Using "flesh" as the search string, find the matching lines below and copy them.

(Data items)
════

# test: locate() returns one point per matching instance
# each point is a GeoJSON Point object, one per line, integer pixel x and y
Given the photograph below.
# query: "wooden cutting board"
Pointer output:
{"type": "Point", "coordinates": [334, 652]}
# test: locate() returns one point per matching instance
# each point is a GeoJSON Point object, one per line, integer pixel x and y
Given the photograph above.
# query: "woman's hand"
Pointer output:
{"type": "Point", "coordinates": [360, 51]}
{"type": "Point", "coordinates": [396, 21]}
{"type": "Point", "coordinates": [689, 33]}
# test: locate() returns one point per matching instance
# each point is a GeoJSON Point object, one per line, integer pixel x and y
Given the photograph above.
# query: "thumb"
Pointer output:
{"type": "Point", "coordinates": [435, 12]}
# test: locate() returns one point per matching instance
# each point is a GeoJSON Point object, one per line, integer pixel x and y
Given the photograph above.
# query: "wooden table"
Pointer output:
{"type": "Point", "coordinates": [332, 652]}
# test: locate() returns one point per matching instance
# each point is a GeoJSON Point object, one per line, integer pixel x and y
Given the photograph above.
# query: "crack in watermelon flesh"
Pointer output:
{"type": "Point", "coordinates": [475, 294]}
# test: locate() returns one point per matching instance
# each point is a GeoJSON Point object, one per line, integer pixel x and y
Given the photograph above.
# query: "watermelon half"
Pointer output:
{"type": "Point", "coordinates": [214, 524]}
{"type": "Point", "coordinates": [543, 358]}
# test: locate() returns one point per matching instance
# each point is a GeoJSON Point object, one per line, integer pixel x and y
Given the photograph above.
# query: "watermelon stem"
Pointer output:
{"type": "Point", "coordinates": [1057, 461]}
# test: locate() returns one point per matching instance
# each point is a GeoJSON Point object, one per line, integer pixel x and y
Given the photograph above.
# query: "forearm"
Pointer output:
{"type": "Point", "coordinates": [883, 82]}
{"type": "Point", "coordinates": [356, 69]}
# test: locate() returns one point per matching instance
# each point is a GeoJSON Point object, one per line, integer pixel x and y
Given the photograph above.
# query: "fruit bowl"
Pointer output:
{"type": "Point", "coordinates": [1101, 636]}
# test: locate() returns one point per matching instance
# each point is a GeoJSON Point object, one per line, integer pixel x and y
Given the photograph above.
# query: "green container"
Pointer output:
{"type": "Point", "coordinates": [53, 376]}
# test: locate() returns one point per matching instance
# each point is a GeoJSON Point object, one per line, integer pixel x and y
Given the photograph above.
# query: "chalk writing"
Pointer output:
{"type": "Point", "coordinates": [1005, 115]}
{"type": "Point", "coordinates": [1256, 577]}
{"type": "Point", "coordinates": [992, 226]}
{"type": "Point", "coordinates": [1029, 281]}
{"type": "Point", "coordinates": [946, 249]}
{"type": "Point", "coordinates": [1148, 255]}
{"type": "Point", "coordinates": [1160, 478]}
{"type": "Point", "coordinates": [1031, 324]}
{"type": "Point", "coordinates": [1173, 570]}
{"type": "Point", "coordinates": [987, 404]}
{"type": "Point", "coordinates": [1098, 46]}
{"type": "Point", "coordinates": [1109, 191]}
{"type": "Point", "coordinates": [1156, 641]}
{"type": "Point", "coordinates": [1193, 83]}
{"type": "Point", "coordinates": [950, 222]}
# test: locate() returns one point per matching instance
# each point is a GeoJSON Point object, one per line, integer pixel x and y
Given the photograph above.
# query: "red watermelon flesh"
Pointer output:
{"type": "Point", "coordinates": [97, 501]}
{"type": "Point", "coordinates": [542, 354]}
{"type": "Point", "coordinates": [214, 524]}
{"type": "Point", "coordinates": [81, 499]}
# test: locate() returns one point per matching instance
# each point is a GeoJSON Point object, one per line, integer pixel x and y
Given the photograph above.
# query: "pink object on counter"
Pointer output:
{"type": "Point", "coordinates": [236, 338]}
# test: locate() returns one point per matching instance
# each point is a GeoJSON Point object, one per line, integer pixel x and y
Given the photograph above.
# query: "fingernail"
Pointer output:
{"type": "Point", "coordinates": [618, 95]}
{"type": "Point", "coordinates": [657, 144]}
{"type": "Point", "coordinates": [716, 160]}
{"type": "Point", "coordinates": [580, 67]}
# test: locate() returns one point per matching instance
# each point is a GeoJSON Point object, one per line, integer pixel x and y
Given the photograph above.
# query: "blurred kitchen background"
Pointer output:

════

» **Answer**:
# query: "crack in watermelon flesh"
# query: "red watermelon flesh"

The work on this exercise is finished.